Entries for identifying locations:

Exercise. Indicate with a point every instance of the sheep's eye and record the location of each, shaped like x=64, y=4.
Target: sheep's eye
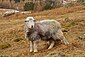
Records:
x=26, y=21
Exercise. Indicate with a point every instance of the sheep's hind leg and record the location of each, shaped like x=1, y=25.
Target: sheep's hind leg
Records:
x=31, y=46
x=51, y=45
x=65, y=41
x=35, y=46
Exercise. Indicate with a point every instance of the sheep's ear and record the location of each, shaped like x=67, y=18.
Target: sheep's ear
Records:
x=34, y=20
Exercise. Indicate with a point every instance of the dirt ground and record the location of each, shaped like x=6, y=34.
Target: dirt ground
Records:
x=13, y=43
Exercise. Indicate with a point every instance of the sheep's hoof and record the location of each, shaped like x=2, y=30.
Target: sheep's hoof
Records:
x=67, y=43
x=35, y=51
x=30, y=50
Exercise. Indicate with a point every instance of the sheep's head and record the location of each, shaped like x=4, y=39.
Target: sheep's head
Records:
x=30, y=21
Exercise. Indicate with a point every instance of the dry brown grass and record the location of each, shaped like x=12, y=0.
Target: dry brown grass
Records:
x=12, y=32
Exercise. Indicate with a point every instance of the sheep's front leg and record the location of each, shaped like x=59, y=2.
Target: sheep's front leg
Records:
x=31, y=46
x=51, y=45
x=35, y=46
x=65, y=41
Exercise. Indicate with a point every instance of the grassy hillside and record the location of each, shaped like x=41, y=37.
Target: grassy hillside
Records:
x=13, y=43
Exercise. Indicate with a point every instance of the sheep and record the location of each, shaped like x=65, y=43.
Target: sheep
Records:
x=48, y=30
x=10, y=12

▶ **EXERCISE INSTRUCTIONS**: Retype all of the records above word for word, leaving the pictures out of your answer.

▶ **TASK RESULT**:
Exercise. Indicate with a point every instance of the sheep's eye and record the location of each, shaped like x=64, y=4.
Target: sheep's eye
Records:
x=26, y=21
Exercise. Indicate with a point every instance of the sheep's hind leg and record the location of each, shaped like x=1, y=25.
Target: sheep's hind leg
Records:
x=31, y=46
x=51, y=45
x=65, y=41
x=35, y=46
Exercise. Indicate with a point every instance of the sheep's ear and record the location of each, shaped like x=67, y=18.
Target: sheep's ear
Records:
x=34, y=20
Exercise. Indicate with a point every instance of the dirt ground and record the location of each, shaped like x=6, y=34.
Target: dirt ground
Records:
x=13, y=43
Exercise. Indicate with a point every instance of the sheep's hoof and record the location of each, shaped like x=2, y=30.
Target: sheep's hoof
Records:
x=67, y=43
x=35, y=51
x=30, y=50
Exercise. Indicate with a point every instance of the sheep's head and record the location of each, shaped like x=4, y=39.
Target: sheep's head
Records:
x=30, y=21
Exercise. Indicate with a point every instance of the dry brown grass and record the location of each, shaped like x=12, y=0.
Target: dry brown grass
Records:
x=12, y=32
Exercise. Indicate with a point every instance of the sheep's front leg and record the location of each, shaped like x=59, y=2.
Target: sheep's front leg
Records:
x=31, y=46
x=51, y=45
x=35, y=46
x=65, y=41
Exercise. Indicate with a point every instance of the grassy hillside and record the location of each, shaped like x=41, y=37.
Target: grassy hillside
Records:
x=13, y=43
Exercise. Indicate with a point every instance of the sheep and record the location of each, shaped like x=65, y=43.
Target: sheep
Records:
x=48, y=30
x=10, y=12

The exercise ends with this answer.